ESTRATTO DEL DOCUMENTO ▸

--------------------

Cosa sogna l’Europa per il futuro delle sue città?

Per guardare al futuro, c’è poi la ricerca della Joint Programming Initiative (JPI) Urban Europe. Che caratteristiche dovranno avere le città per essere smart nel 2050? Le zone urbane dovranno  essere soprattutto templi dell’imprenditorialità: lo spazio urbano sarà un centro economico e lavorativo, e potrà sopravvivere solo se concentrerà creatività e innovazione al proprio interno. Pionieristica, è l’aggettivo che più si addice alle città che vedremo tra più di 30 anni, perché dovranno attrarre le menti più creative, capaci di trovare soluzioni che vadano al di là delle proposte convenzionali, e che sfruttino le avanguardie della tecnologia.

Le metropoli future però non dovranno essere fortezze, isolate e arroccate nei loro privilegi economici: saranno città interconnesse tra loro e a livello globale. Ecco perché dovranno svilupparsi il trasporto, le infrastrutture e i sistemi logistici. Le città saranno i nodi di un’Europa policentrica.
Già in una riunione tenutasi a Toledo nel 2009, i ministri europei in carica hanno dichiarato che l’obiettivo primario per le città europee è  quello di “raggiungere uno sviluppo urbano più intelligente, sostenibile e inclusivo dal punto di vista sociale”.
Per questo la città che la ricerca della JPI sogna dovrà essere soprattutto vivibile, assicurando sicurezza e salute ai suoi abitanti, e il rispetto dell’ambiente e della natura. Le città più smart non saranno solo quelle più tecnologiche, ma soprattutto quelle che sapranno integrare la varietà dei bisogni sociali, che faranno posto alle periferie urbane e ai quartieri più degradati, che terranno conto di emergenze quali l’invecchiamento della popolazione e le migrazioni.

La politica europea

Ma come fare per concretizzare i sogni dell’Europa, che assiste a un sistema di urbanizzazione molto vario? C’è infatti un pentagono – con ai vertici Londra,  Parigi, Monaco, Amburgo e una punta che arriva fino a Milano – che corrisponde a un’area con realtà urbane ben sviluppate. Attorno a questo territorio c’è invece un’espansione urbana meno densa e organizzata. Quasi la metà della popolazione europea vive infatti in città relativamente piccole, con meno di 100.000 abitanti.
“La Comunità Europea non ha mai avuto una specifica politica urbana, perché riconosce la presenza di diverse realtà sia per conformazione geografica che culturale all’interno del proprio territorio”, ha spiegato Cristiana Rossignolo, docente di geografia urbana presso il corso di laurea di pianificazione territoriale  del Politecnico di Torino. “Ma indicazioni e condivisione delle buone pratiche sono gli strumenti usati per appianare il divario territoriale”.

--------------------

ESTRATTI DEI DATI ▸
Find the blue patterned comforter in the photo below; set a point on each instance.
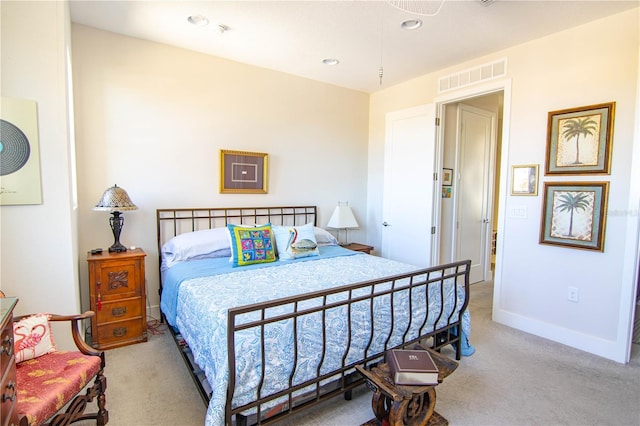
(197, 295)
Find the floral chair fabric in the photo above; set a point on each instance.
(48, 382)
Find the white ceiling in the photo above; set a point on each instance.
(295, 36)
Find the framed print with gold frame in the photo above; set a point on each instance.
(574, 214)
(524, 179)
(579, 140)
(243, 172)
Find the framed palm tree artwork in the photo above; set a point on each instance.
(579, 140)
(574, 214)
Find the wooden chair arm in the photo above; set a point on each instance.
(75, 330)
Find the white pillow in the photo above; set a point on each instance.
(303, 245)
(196, 245)
(324, 237)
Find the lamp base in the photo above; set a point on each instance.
(116, 222)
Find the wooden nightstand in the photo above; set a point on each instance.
(359, 247)
(117, 293)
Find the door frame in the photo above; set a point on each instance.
(489, 195)
(503, 85)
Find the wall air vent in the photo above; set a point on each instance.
(468, 77)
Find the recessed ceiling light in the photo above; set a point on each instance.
(411, 24)
(198, 20)
(330, 61)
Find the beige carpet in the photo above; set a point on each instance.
(513, 379)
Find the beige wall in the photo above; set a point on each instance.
(39, 242)
(152, 119)
(590, 64)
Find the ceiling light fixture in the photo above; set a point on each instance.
(411, 24)
(418, 7)
(330, 61)
(198, 20)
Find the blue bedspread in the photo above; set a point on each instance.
(197, 295)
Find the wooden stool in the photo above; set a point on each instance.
(405, 405)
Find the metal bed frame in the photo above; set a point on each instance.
(171, 222)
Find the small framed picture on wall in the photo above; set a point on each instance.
(243, 172)
(524, 179)
(447, 177)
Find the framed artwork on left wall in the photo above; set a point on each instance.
(243, 172)
(574, 214)
(579, 140)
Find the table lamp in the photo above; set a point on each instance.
(115, 200)
(342, 218)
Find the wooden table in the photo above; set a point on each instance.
(398, 405)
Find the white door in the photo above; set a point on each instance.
(474, 198)
(407, 210)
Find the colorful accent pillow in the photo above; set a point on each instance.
(251, 245)
(294, 242)
(32, 337)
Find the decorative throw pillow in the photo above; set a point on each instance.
(32, 337)
(294, 242)
(251, 245)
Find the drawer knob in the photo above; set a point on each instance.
(9, 397)
(118, 312)
(7, 345)
(119, 331)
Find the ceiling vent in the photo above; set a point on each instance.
(468, 77)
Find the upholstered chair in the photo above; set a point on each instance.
(50, 383)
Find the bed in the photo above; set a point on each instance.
(269, 338)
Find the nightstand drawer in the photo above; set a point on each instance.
(6, 347)
(117, 280)
(121, 332)
(119, 310)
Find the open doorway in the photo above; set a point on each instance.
(471, 141)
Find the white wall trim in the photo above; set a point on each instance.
(605, 348)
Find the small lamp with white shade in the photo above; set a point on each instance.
(342, 219)
(115, 200)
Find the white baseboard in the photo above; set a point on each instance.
(609, 349)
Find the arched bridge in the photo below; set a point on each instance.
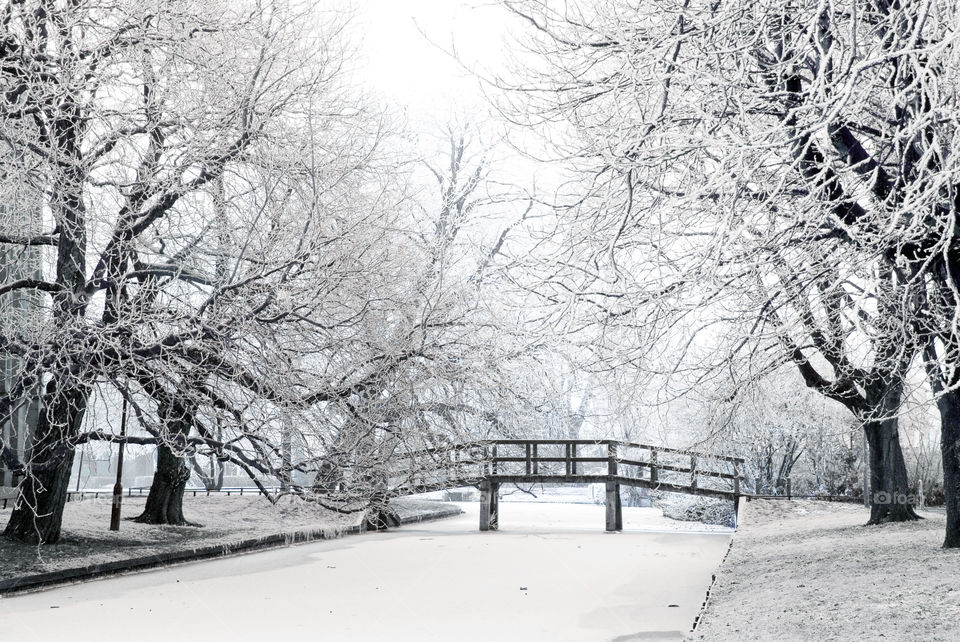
(488, 464)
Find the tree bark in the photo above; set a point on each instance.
(165, 501)
(37, 516)
(890, 499)
(949, 405)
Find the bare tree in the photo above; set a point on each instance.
(761, 128)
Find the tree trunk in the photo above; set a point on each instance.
(949, 406)
(165, 501)
(890, 499)
(38, 514)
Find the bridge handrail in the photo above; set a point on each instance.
(573, 442)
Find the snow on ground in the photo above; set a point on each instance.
(806, 570)
(87, 540)
(550, 573)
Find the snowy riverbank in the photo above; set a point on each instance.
(549, 573)
(86, 541)
(804, 570)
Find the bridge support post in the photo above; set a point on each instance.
(614, 508)
(489, 505)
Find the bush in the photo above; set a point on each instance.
(687, 508)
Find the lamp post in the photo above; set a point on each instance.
(118, 487)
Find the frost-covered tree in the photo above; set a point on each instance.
(766, 125)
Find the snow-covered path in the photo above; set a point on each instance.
(550, 573)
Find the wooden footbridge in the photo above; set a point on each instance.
(489, 464)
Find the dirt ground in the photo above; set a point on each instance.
(87, 540)
(807, 570)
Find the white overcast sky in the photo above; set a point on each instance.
(409, 71)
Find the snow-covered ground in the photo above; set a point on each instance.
(806, 570)
(550, 573)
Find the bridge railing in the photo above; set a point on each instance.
(568, 460)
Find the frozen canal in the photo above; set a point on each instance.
(550, 573)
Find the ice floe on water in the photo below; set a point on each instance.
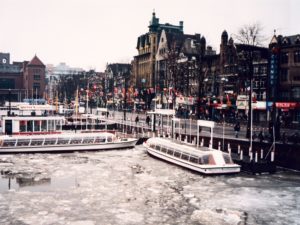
(130, 187)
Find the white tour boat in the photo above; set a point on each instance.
(198, 158)
(203, 160)
(63, 142)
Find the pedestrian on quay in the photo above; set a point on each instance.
(260, 137)
(148, 120)
(137, 119)
(237, 129)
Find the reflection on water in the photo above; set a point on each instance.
(36, 183)
(129, 187)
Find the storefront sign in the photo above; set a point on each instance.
(287, 105)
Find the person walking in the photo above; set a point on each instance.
(237, 129)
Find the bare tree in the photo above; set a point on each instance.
(251, 34)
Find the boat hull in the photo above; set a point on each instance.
(70, 148)
(205, 169)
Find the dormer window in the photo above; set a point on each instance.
(285, 58)
(297, 42)
(297, 56)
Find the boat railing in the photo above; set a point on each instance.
(178, 154)
(46, 141)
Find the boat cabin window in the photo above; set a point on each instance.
(9, 143)
(23, 142)
(62, 141)
(208, 159)
(76, 141)
(205, 159)
(177, 154)
(164, 150)
(185, 156)
(50, 141)
(170, 152)
(100, 140)
(88, 140)
(227, 159)
(194, 159)
(37, 142)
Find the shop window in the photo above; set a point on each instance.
(297, 56)
(285, 58)
(36, 77)
(296, 92)
(284, 75)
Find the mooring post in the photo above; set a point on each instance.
(272, 156)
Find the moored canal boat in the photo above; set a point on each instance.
(203, 159)
(63, 142)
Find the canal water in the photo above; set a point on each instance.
(131, 187)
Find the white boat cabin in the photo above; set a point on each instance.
(32, 124)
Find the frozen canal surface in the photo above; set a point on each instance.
(130, 187)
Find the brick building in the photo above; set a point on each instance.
(284, 76)
(22, 80)
(147, 44)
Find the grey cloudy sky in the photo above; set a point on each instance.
(90, 33)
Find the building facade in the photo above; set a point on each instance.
(147, 44)
(21, 80)
(284, 77)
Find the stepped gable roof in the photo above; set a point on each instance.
(35, 61)
(292, 40)
(244, 47)
(183, 42)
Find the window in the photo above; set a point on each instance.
(296, 92)
(177, 154)
(185, 157)
(7, 83)
(297, 56)
(36, 77)
(285, 57)
(284, 75)
(170, 152)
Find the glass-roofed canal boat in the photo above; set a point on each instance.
(198, 158)
(63, 142)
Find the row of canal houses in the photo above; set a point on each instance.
(180, 67)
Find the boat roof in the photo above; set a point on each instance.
(165, 112)
(182, 147)
(30, 118)
(59, 135)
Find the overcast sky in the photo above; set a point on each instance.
(90, 33)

--------------------

I TUOI COMPITI ▸
**a.** Mostra ogni riga dei record in cui compare la parola "light", copiandola per intero.
**b.** Prosegui il testo sul futuro delle città europee, ripartendo subito dopo la sua ultima frase.

LE RISPOSTE ▸
**a.**
Find the recessed ceiling light in the photo above; set a point on each instance.
Find the ceiling light fixture in the photo above; set a point on each instance.

**b.**
L’Europa demanda a regioni e città la gestione del proprio territorio, perché sono le realtà più vicine ai problemi locali. Malgrado ciò, da 25 anni promuove studi e azioni rivolte alle città, applicando appieno il principio di sussidiarietà. L’attenzione alla politica di coesione è in costante crescita. La nuova programmazione del 2014-2020  riconosce ancora più profondamente l’importanza delle città nell’attuare la politica di coesione sociale, economica e territoriale: per eliminare i divari tra i vari territori, ha destinato il 5% dei fondi per le regioni allo sviluppo urbano sostenibile e condiviso, anche se con diverse declinazioni e con diversi strumenti.

L’Italia

L’Italia non è sempre così vicina alla realizzazione dei sogni europei: c’è stata una certa difficoltà di utilizzo dei fondi strutturali, e una serie di indicazioni strategiche e metodologiche che sono state abbandonate. “Le occasioni perse sono dovute soprattutto alla mancanza di una politica urbana nazionale, con indicazioni concrete alle città”, ha spiegato Cristiana Rossignolo che è anche membro della rete  European Urban Research Association (EURA). E il fatto di non avere una politica nazionale non significa avere norme decise dall’alto, ma avere una gestione strategica dell’insieme, distinguendo i bisogni diversi delle città siano esse del Nord o del Sud.

Sul territorio nazionale non mancano esempi virtuosi in cui le direttive europee sono state messe in atto. Ad esempio Torino, ha saputo coordinare i progetti di sviluppo delle periferie urbane. La cosa ha portato non solo alla rigenerazione di alcune aree della città, ma ha permesso un approccio integrato ai problemi delle periferie. Gli interventi non hanno riguardato solo le trasformazioni fisiche del quartiere, ma anche i trasporti, la mobilità,  il lavoro e la società.

Cosa manca allora all’Italia? Quali punti occorrerebbe inserire nella nostra Agenda Urbana? “Oltre a metodi per innovare politica e istituzioni in materia di urbanizzazione, ci vorrebbero strumenti capaci di individuare i problemi e le specificità della singole aree e per governare la città come uno spazio più ampio, aldilà dei confini amministrativi” suggerisce Cristiana Rossignolo. Infatti i confini amministrativi delle aree urbane non corrispondono più ai confini reali della città, che ingloba i pendolarismi e i sistemi di lavoro locale, creando nuove regioni funzionali. E poi la Rossignolo aggiunge che non si possono tralasciare il problema del consumo del suolo e quello dell’emergenza abitativa.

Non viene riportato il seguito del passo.